What the task requires: Set down each line of the material that follows, exactly, with no pictures.

---------- Excerpted data

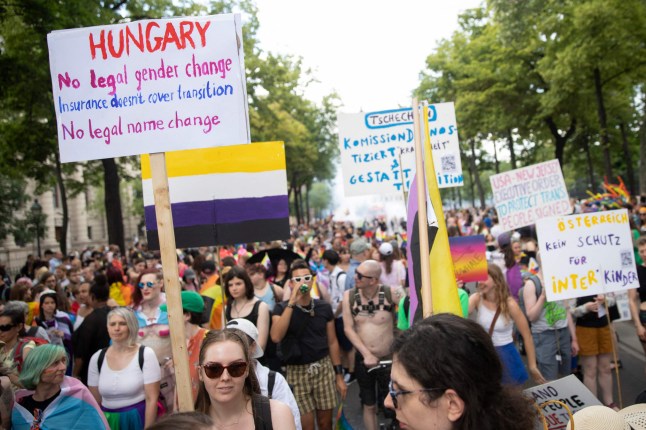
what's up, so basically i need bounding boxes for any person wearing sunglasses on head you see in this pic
[270,259,347,430]
[195,329,295,429]
[132,268,175,413]
[385,313,538,430]
[88,307,161,429]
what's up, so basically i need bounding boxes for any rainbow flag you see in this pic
[142,141,290,249]
[448,235,488,283]
[335,404,353,430]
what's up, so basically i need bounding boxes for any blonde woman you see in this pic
[468,265,545,385]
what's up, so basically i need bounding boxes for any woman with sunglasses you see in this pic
[88,307,161,429]
[385,313,537,430]
[12,344,109,429]
[195,329,295,429]
[132,268,174,413]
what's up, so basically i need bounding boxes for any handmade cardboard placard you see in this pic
[48,14,249,162]
[537,209,638,301]
[490,160,570,231]
[338,102,463,196]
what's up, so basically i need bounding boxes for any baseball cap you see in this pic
[183,268,196,280]
[497,232,512,248]
[378,242,393,256]
[226,318,264,358]
[160,291,204,314]
[350,238,370,256]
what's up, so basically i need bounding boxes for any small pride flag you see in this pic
[142,141,290,249]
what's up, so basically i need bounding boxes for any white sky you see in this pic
[252,1,483,218]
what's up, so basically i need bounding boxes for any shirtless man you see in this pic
[342,260,396,430]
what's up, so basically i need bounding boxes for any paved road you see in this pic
[339,320,646,429]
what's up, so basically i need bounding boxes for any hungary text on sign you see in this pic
[490,160,570,232]
[48,14,249,162]
[536,209,638,302]
[338,103,463,197]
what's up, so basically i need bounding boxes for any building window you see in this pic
[87,226,93,240]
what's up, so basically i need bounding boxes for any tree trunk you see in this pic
[305,184,311,224]
[493,140,500,174]
[102,158,125,253]
[545,116,577,169]
[581,133,595,190]
[640,95,646,196]
[469,140,486,209]
[463,149,475,208]
[507,129,517,170]
[457,187,462,208]
[594,67,613,178]
[54,152,68,255]
[619,123,636,196]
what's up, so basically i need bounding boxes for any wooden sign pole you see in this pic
[149,152,194,412]
[411,98,433,317]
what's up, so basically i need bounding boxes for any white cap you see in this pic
[226,318,264,358]
[378,242,393,256]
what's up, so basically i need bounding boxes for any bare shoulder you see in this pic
[270,399,295,429]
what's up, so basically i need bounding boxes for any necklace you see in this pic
[213,405,245,428]
[233,300,250,317]
[295,301,315,317]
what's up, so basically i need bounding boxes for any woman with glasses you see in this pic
[12,344,109,429]
[385,313,537,430]
[88,307,161,429]
[195,329,295,429]
[132,268,174,413]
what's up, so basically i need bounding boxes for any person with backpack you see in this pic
[519,256,579,381]
[88,306,161,429]
[0,308,48,387]
[342,260,397,430]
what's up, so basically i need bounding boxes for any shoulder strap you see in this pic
[97,347,108,374]
[252,394,273,430]
[268,283,277,301]
[138,345,145,370]
[335,271,346,288]
[26,326,38,337]
[267,370,276,399]
[488,307,502,336]
[350,288,360,316]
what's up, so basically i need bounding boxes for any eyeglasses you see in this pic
[137,281,156,289]
[355,271,374,281]
[0,324,16,332]
[292,275,313,283]
[201,361,248,379]
[388,380,444,409]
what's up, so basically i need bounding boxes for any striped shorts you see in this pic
[286,356,337,414]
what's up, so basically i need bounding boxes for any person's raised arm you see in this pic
[270,280,299,343]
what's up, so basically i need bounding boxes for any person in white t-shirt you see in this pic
[88,307,161,429]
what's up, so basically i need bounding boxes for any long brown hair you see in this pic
[487,265,512,320]
[194,329,260,413]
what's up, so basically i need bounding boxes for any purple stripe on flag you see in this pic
[145,195,289,229]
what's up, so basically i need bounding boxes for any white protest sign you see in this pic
[537,209,638,301]
[48,14,249,162]
[524,375,601,430]
[338,102,463,196]
[490,160,570,231]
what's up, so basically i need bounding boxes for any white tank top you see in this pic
[477,302,513,346]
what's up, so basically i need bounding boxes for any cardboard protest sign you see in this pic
[525,375,601,430]
[142,142,289,249]
[48,14,249,162]
[338,102,463,196]
[537,209,638,301]
[448,235,488,283]
[490,160,570,231]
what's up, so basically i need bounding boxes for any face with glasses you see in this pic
[138,273,161,302]
[199,340,249,403]
[290,268,313,293]
[0,316,21,344]
[384,357,457,430]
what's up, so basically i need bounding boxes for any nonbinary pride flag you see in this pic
[406,104,462,322]
[142,141,290,249]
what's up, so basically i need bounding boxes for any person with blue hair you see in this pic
[12,344,108,429]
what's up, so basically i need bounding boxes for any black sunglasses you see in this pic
[388,380,444,409]
[355,271,374,280]
[201,361,248,379]
[0,324,16,332]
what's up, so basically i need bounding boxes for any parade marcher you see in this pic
[226,318,302,430]
[12,345,109,430]
[342,260,397,430]
[34,290,74,375]
[385,314,538,430]
[195,329,295,429]
[88,307,161,429]
[344,239,371,291]
[468,265,545,385]
[271,259,347,430]
[629,236,646,372]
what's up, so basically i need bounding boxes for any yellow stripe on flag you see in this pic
[141,141,286,179]
[422,104,462,316]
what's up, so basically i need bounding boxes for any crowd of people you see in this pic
[0,196,645,429]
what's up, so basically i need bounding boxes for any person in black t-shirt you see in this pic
[629,236,646,361]
[270,259,347,430]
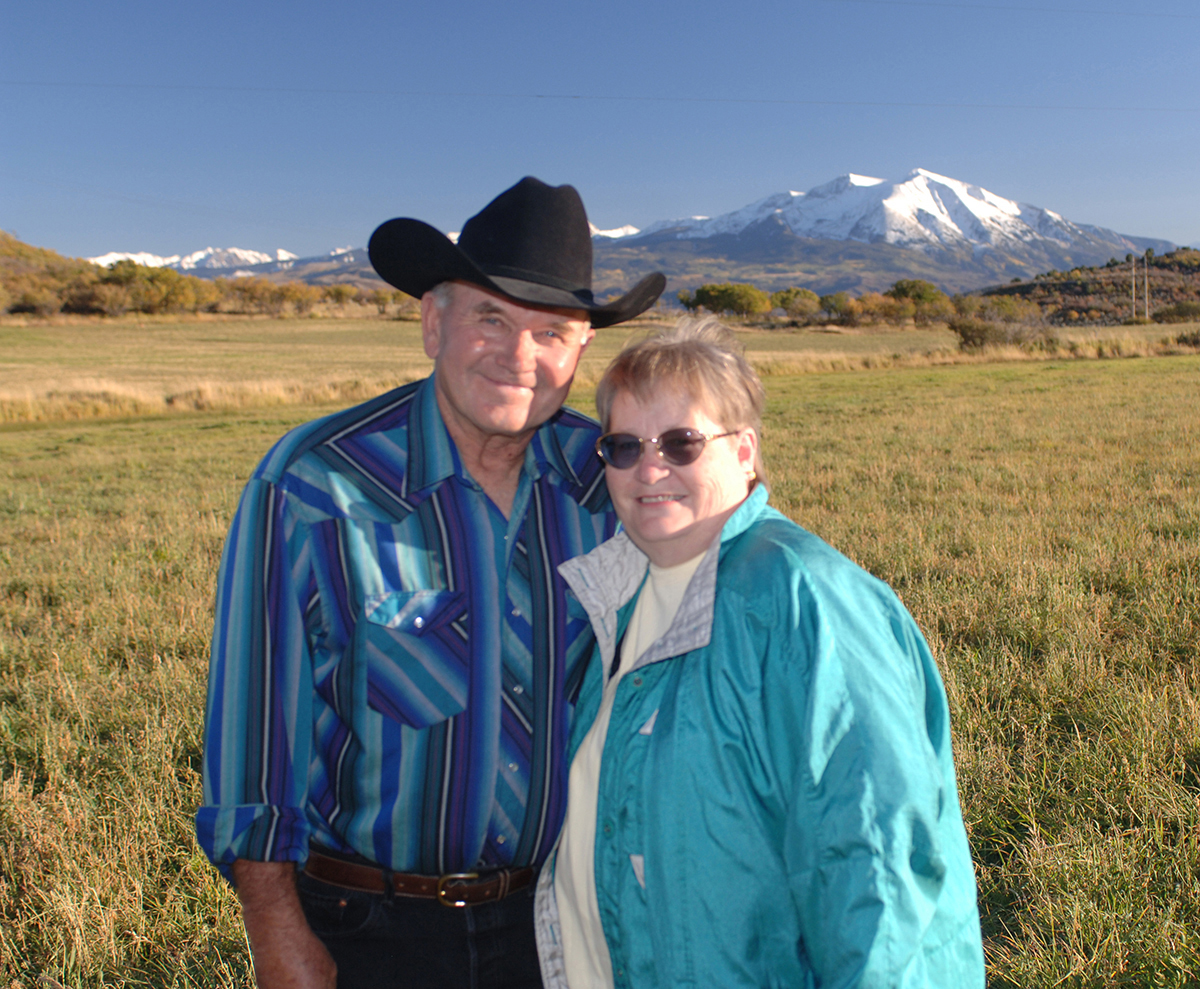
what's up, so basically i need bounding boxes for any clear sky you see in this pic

--------------------

Task output:
what's up, so basically i need bounding boxes for any person wearing sunglasses on head you see in this pic
[270,259,347,430]
[195,329,295,429]
[132,268,175,413]
[385,313,538,430]
[88,307,161,429]
what's up, so basically i need bounding boxes for any rainbow flag you see in this pic
[142,141,290,249]
[448,235,488,283]
[335,404,353,430]
what's up, so basically i need bounding boxes for any blonde woman you see in this pic
[468,265,545,385]
what's up, so basically i need bounding boxes for any woman with sunglasses you see in this pic
[88,307,161,429]
[385,313,537,430]
[12,344,109,429]
[195,329,295,429]
[132,268,174,413]
what's up, so basically i need bounding boxes for any handmade cardboard placard you see in this pic
[48,14,249,162]
[537,209,638,301]
[490,160,570,231]
[338,102,463,196]
what's up, so basically i need bounding boxes for any baseball cap you see in this pic
[183,268,196,280]
[497,232,512,248]
[378,242,393,256]
[226,318,264,358]
[160,291,204,314]
[350,238,370,256]
what's up, so basically i need bounding boxes for any small pride flag you see in this pic
[142,141,290,249]
what's up, so basically i need bounding boxes for any white sky you see in this pic
[252,1,483,218]
what's up, so basically i need bounding boxes for any shirtless man you see in this pic
[342,260,396,430]
what's up, so basically i need bounding boxes for any paved road you see in this pic
[339,320,646,429]
what's up, so basically i need bounding boxes for any hungary text on sign you see in this pic
[490,160,570,232]
[48,14,249,162]
[536,209,638,302]
[338,103,463,197]
what's up, so basically i need bounding boxes for any building window you see in this pic
[87,226,93,240]
what's up, so basically i need bounding boxes for any tree trunk you see in this pic
[305,184,311,224]
[493,140,500,174]
[102,158,125,253]
[545,116,577,169]
[581,133,595,190]
[640,95,646,196]
[469,140,486,209]
[463,149,475,208]
[507,129,517,170]
[457,187,462,208]
[594,67,613,178]
[54,152,68,255]
[619,123,636,196]
what's up, so basically i need bounding boxes for any wooden sign pole you see in this pic
[149,152,194,412]
[411,98,433,317]
what's up, so basically i need bounding boxes for any white cap you see in this pic
[226,318,264,358]
[378,242,393,256]
what's up, so basically i need bounding boxes for any bare shoulder you see in this pic
[270,399,295,429]
what's up, so basically i need bounding boxes for any necklace you see in this pic
[213,405,245,428]
[233,300,250,317]
[295,301,315,317]
what's up, so basically i need bounding boxes for any woman with glasses you see in this pic
[12,344,109,429]
[385,313,537,430]
[88,307,161,429]
[195,329,295,429]
[132,268,174,413]
what's up, so basically i need bounding boxes for any person with backpack you see in this pic
[519,256,579,381]
[88,306,161,429]
[0,308,48,387]
[342,260,397,430]
what's up, so basically i need bounding boxes for any shoulder strap you see in this pic
[97,347,108,374]
[252,394,273,430]
[268,283,277,301]
[138,345,145,370]
[335,271,346,288]
[26,326,38,337]
[267,370,276,399]
[488,307,502,336]
[350,288,360,316]
what's up, so basically i need bounding boxes for any eyeglasses you see in this pic
[137,281,156,289]
[355,271,374,281]
[0,324,16,332]
[292,275,313,283]
[201,361,248,379]
[388,380,444,409]
what's up, so basically i need bounding boxes for any striped shorts you see in this pic
[286,356,337,414]
what's up, so basically i need bounding boxes for any person's raised arm you see in this pic
[270,280,299,343]
what's up, so basically i need bounding boxes for any person in white t-shirt you see in this pic
[88,307,161,429]
what's up, so basically i need bounding boxes for any long brown hair you see in this pic
[487,265,512,320]
[194,329,260,413]
what's up, so basically i need bounding boxes for any purple stripe on flag you see in this pic
[145,195,289,229]
what's up, so basically i need bounding boxes for any white protest sign you see in this pic
[537,209,638,301]
[48,14,249,162]
[524,375,601,430]
[338,102,463,196]
[490,160,570,231]
what's up, so basically i need bounding boxes for any white tank top you see in this pic
[477,302,513,346]
what's up, so basically i need bounding boxes for any cardboard protest sign you see in this pic
[525,375,601,430]
[142,142,289,249]
[48,14,249,162]
[338,102,463,196]
[537,209,638,301]
[448,235,488,283]
[490,160,570,231]
what's up, so basically i need bounding boxes for any face with glasses you see in this pic
[138,273,161,302]
[199,340,249,403]
[290,268,313,293]
[0,316,21,344]
[384,357,457,430]
what's up, so basically i need bounding boxes for any nonbinary pride flag you see in this pic
[406,104,462,322]
[142,141,290,249]
what's up, so basically i need bounding boxes for any person with blue hair you see in this pic
[12,344,108,429]
what's up, so basically i need bounding boxes for any black sunglasses you see in this pic
[388,380,444,409]
[355,271,374,280]
[201,361,248,379]
[0,324,16,332]
what's up, so basically i need bounding boxes for any parade marcher you see in this pic
[226,318,302,430]
[12,345,109,430]
[342,260,397,430]
[34,290,74,375]
[385,314,538,430]
[195,329,295,429]
[88,307,161,429]
[344,239,371,291]
[468,265,545,385]
[271,259,347,430]
[629,236,646,372]
what's up, so basically i need bounding boxes for any yellow stripe on flag you see in this pic
[141,141,286,179]
[422,104,462,316]
what's up, so basically i need bounding boxes for any crowd of people you see in this pic
[0,196,645,429]
what's up, so basically i need bounding boxes for any person in black t-shirt you see in this pic
[629,236,646,361]
[270,259,347,430]
what's up, so basically i need bounding boxes for any clear sky you see in this pic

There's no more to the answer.